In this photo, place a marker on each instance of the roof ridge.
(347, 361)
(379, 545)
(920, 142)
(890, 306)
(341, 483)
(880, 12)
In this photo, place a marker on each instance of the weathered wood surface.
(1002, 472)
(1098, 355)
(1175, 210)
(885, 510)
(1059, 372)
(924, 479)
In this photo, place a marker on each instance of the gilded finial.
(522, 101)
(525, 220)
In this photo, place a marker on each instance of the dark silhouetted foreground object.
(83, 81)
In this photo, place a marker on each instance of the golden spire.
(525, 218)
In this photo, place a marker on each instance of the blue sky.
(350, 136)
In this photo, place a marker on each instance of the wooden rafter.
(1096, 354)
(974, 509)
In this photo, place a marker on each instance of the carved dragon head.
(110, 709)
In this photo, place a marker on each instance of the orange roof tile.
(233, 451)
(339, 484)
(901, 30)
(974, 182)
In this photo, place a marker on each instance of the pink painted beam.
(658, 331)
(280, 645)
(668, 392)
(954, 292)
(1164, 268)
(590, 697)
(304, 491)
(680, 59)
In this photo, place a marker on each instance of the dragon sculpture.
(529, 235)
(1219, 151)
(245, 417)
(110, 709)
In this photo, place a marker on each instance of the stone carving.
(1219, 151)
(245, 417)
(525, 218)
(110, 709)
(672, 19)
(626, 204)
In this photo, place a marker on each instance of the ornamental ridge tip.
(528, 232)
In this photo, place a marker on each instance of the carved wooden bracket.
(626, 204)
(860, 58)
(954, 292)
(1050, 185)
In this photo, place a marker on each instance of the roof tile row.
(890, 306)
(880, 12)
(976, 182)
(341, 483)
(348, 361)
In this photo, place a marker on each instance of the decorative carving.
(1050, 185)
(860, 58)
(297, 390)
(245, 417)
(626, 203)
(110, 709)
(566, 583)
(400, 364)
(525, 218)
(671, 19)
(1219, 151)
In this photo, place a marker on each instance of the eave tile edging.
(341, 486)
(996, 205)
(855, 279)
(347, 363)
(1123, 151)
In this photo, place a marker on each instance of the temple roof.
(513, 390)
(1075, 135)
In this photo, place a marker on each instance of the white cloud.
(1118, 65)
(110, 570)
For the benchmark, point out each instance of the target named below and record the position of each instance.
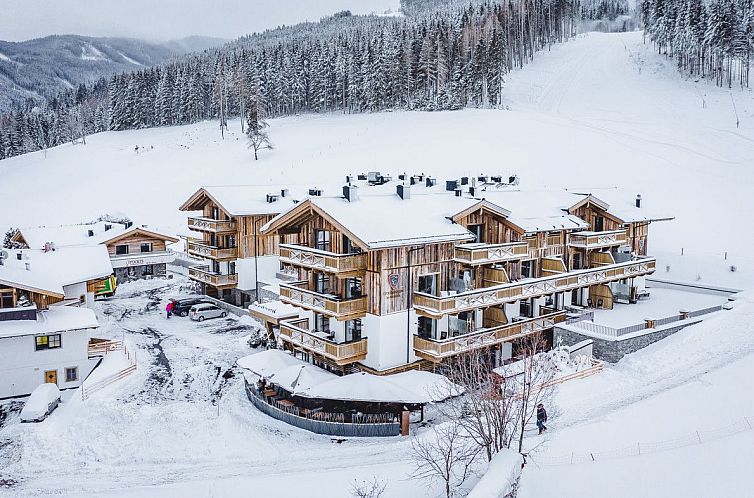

════════════════════

- [Written exercise]
Starting at the line that contains "the temple roof." and ending at the end of the data, rewrite the lines with "place a marker on" replaced by "put a point on" and everything else unchanged. Leave the pictures out of your answer.

- [Exercise output]
In this photo, put a point on each instance of the temple roof.
(513, 390)
(1075, 135)
In this photo, put a point on each instance of the white cloud.
(1118, 65)
(110, 570)
For the benchmark, point out each instance of the target named below and record the position of each instance.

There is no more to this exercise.